>> Begin Records to process
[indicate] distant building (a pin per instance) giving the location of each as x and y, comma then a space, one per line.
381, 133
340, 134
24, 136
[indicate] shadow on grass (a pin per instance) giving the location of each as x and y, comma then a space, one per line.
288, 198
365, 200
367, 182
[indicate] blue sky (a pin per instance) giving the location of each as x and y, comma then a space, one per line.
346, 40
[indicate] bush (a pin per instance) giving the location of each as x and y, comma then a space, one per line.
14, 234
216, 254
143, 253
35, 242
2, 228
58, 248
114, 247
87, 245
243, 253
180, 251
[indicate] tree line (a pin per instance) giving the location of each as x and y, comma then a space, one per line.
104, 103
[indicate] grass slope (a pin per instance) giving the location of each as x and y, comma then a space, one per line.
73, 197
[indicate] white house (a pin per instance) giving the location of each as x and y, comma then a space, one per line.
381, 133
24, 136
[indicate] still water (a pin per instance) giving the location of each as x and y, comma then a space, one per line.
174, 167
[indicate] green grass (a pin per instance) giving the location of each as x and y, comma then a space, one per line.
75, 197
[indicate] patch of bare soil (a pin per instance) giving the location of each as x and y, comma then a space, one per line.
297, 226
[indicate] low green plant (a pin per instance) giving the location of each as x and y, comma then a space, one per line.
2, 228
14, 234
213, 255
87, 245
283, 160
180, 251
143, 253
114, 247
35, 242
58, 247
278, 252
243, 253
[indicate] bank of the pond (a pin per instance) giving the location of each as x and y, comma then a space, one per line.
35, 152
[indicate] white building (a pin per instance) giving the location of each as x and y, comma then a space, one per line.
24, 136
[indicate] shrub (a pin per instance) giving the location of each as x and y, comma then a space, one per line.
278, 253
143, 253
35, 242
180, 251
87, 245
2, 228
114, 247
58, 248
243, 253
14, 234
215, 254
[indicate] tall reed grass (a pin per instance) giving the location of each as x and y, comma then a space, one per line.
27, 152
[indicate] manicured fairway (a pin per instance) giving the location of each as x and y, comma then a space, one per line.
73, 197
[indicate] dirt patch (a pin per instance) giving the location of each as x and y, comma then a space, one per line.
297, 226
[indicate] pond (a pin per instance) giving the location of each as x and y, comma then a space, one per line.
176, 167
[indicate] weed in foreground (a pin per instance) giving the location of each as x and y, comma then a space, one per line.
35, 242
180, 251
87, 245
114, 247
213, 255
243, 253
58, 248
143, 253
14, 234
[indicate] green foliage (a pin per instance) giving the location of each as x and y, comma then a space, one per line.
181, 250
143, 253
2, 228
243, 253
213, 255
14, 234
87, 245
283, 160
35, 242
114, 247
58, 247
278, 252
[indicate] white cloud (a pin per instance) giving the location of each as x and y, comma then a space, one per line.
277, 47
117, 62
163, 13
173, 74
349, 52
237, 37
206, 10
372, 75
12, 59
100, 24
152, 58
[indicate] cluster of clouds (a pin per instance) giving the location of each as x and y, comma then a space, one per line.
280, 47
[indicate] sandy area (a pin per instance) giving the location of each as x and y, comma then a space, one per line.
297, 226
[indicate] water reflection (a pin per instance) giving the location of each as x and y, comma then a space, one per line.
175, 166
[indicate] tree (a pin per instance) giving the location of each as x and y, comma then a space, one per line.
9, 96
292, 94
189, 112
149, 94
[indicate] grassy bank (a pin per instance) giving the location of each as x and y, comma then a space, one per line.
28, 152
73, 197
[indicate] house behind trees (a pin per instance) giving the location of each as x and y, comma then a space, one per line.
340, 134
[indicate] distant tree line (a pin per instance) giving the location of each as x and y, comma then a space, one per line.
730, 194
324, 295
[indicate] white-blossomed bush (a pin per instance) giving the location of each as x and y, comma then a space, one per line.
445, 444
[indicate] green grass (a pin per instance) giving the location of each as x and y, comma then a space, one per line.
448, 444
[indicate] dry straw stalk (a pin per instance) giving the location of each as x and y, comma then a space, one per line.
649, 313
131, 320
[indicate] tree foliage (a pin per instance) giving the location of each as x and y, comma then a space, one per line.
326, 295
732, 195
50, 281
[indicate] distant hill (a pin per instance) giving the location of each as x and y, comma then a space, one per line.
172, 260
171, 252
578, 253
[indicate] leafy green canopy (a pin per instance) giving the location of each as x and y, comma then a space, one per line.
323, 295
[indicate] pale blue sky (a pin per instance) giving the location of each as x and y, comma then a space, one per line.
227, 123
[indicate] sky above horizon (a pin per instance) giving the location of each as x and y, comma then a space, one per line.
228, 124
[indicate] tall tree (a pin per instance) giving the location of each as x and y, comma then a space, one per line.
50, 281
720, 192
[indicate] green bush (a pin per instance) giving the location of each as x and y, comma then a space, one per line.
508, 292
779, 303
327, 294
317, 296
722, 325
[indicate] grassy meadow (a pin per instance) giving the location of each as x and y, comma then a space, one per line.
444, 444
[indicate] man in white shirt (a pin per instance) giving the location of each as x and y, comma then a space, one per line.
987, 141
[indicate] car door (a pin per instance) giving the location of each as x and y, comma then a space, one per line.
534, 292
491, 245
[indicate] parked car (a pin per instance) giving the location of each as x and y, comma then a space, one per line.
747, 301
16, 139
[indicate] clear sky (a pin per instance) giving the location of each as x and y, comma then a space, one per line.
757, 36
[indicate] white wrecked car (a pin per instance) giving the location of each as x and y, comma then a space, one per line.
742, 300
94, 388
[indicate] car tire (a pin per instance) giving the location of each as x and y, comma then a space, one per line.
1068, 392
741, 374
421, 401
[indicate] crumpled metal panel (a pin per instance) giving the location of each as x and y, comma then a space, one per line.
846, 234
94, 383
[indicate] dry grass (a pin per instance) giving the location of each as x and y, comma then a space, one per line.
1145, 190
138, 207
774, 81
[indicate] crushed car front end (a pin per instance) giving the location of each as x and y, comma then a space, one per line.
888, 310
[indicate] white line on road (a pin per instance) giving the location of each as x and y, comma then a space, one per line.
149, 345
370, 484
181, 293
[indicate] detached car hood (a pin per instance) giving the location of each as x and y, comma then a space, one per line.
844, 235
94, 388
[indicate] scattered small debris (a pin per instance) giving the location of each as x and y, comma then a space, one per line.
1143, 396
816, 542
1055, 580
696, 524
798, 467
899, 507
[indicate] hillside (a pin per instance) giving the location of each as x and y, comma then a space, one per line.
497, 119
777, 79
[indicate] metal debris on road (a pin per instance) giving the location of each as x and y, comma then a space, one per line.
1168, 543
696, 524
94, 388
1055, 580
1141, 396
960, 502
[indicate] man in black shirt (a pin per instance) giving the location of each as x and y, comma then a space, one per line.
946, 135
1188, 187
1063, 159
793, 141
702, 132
>> End Records to process
Goal :: Copy out all of the data above, putting "one point per item" wherever "a pin per instance" appears and leaving every other part the same.

Task response ::
[indicate] distant building (one point per item) giving the location of each as x and y, comma then a space, one per line.
381, 133
340, 134
24, 136
[indicate] shadow on grass (one point per item) giving the location of each as x and y, comma then a space, one per line.
288, 198
365, 200
367, 182
[indicate] blue sky (one point per item) giving the location of each as x and y, comma then a space, one per line.
346, 40
[indicate] bush (one point per item) giving the location of each as x and y, comma then a space, one per line.
14, 234
216, 254
143, 253
35, 242
2, 228
58, 248
114, 247
87, 245
243, 253
180, 251
[indicate] tree line (one point per item) giving the location of each as x and y, comma then a space, one per line.
104, 103
[indicate] grass slope (one point per item) giving the location of each as x and y, comma then a space, one per line.
73, 197
[indicate] white house (one point per item) giving the location of each as x and y, comma then a space, one per line.
381, 133
24, 136
[indicate] still water (one point per item) giving the location of each as x and y, comma then a space, one per line.
174, 167
[indicate] green grass (one point per item) giving the location of each as x and y, comma then a space, one per line.
75, 197
[indicate] patch of bare soil (one point per item) giving the location of each as x and y, comma then a space, one per line.
297, 226
[indicate] low green plant (one point per item) giving the location of each as x and y, comma then a space, one per line.
2, 228
14, 234
213, 255
87, 245
283, 160
180, 251
143, 253
114, 247
35, 242
58, 247
278, 252
243, 253
[indicate] bank of the pond (one point per item) giving the location of each as x and y, comma then a space, one per line.
35, 152
[indicate] white building (one point per item) giving the location of each as x and y, comma then a space, one per line.
24, 136
[indicate] shrub (one point per item) giving the location of each as x and y, comma then a space, one per line.
278, 253
143, 253
35, 242
180, 251
87, 245
2, 228
114, 247
58, 248
243, 253
14, 234
215, 254
[indicate] tall reed grass (one point per item) giving the location of each as x and y, comma then a space, one per line.
27, 152
[indicate] manicured fairway (one point per item) giving the location of each as x and y, comma then a space, one per line.
73, 197
[indicate] dirt patch (one point per item) giving the location of each as x and y, comma then a space, one per line.
297, 226
[indicate] pond (one point per item) giving the location of each as x and y, comma then a space, one per line.
176, 167
[indicate] weed in foreground (one point per item) giving the location of each as x and y, comma then a space, one per line.
35, 242
180, 251
87, 245
114, 247
213, 255
243, 253
58, 248
143, 253
14, 234
[indicate] green foliage (one point per item) giving the location of each as x and y, comma then a space, one per line.
181, 250
143, 253
2, 228
243, 253
213, 255
14, 234
87, 245
283, 160
35, 242
114, 247
58, 247
278, 252
[indicate] white cloud (one point per item) giving the location of each as x and y, comma then a space, one per line.
277, 47
117, 62
163, 13
173, 74
349, 52
237, 37
206, 10
372, 75
12, 59
100, 24
152, 58
[indicate] cluster of clouds (one point per item) giving the location of each as x and y, comma then a space, one per line.
280, 47
[indicate] sandy area (one point per item) giving the location of each as x and y, comma then a space, one per line.
297, 226
[indicate] water reflection (one point per item) giving the location of each as x and y, comma then a space, one per line.
175, 166
[indicate] tree (one point per item) giving the location of each as x and y, comma then a space, one per line.
9, 96
292, 94
189, 112
149, 94
[indicate] grassy bank (one point per item) giving the location of each as x and y, comma then a space, one per line.
28, 152
73, 197
[indicate] house behind trees (one point per item) giving the location of each as x and y, comma then a space, one per line.
340, 134
[indicate] distant tree line (one point per item) giving the location of each as x and y, comma then a space, one per line.
730, 194
324, 295
[indicate] white-blossomed bush (one point per item) giving the location of each as x and y, comma then a space, one per line.
445, 444
[indicate] green grass (one point per item) giving the location of each as x and y, comma then a space, one per line.
448, 444
[indicate] dry straw stalk (one point per item) giving the location of each as x and y, comma then a space, one per line.
649, 313
131, 320
[indicate] tree foliage (one point per item) giving the location of each as x and y, comma then a space, one per line.
326, 295
732, 195
50, 281
[indicate] distant hill (one point per item) giving the location of each as x and y, comma then a space, one per line.
172, 260
171, 252
578, 253
[indicate] leafy green canopy (one point per item) giving the location of each as x and y, comma then a space, one per line.
323, 295
[indicate] pale blue sky (one point per item) giving the location of each as x and y, comma then a space, one per line.
227, 123
[indicate] sky above horizon (one point per item) giving the location of each as x and y, comma then a space, one per line.
228, 124
[indicate] tall tree (one point per item) giving the location of each as x and y, comma then a space, one per line.
50, 281
720, 192
[indicate] green bush (one point per item) giving the location of each as x and y, comma then a space, one per line.
508, 292
779, 303
327, 294
317, 296
722, 325
[indicate] grassy meadow (one point per item) giving the location of each as x and y, comma then a space, one per line.
444, 444
[indicate] man in white shirt (one point per item) giving the location of each as x and y, comma then a space, one per line.
987, 141
[indicate] car door (one point per item) giving the location of each as x and y, comma then a space, one per line.
534, 292
491, 245
[indicate] parked car (one point per item) giving the location of each as x and y, comma then a space, one per line.
747, 301
16, 139
[indicate] clear sky (one point per item) giving the location of each as x and y, comma then a space, one per line.
757, 36
[indicate] white wrecked car (one point per item) giving the location of each as x and y, comma then a space, one per line.
742, 300
94, 388
[indicate] car tire (one point per item) giving the location of each as x and y, comma then a space, one per line.
1068, 392
741, 374
421, 401
[indicate] crumpled metal panel (one point per item) giving the location of each as x and y, comma then a space, one per line.
846, 234
94, 383
[indicate] dry grass (one point per item) giving the location of each as x and y, comma then a space, one per line.
1145, 190
138, 207
774, 81
[indicate] crushed car front end (one point per item) giving the location of each as x and y, comma then a space, one per line.
888, 310
[indicate] white line on road (one point per item) giving the location of each as x and y, comma then a space, one per line.
149, 345
370, 484
181, 293
[indicate] detached car hood (one point per item) giving the location of each as x and y, comma then a space, one per line.
844, 235
94, 388
[indicate] scattered small debris (one point per item) giving the location of each as x and y, comma then a space, one per line.
1143, 396
816, 542
1055, 580
696, 524
798, 467
899, 507
[indicate] hillside (one point per item) giving the location of each as x and y, comma then a space, one per line.
497, 119
777, 79
[indicate] metal debris on road (one point per item) giving the location of each as x and y, comma then a space, one per line.
1168, 543
696, 524
94, 388
1055, 580
1141, 396
960, 502
[indicate] man in black shirt (one point per item) giving the location of each as x and y, comma then a space, one per line.
946, 135
1188, 187
1063, 159
793, 141
702, 132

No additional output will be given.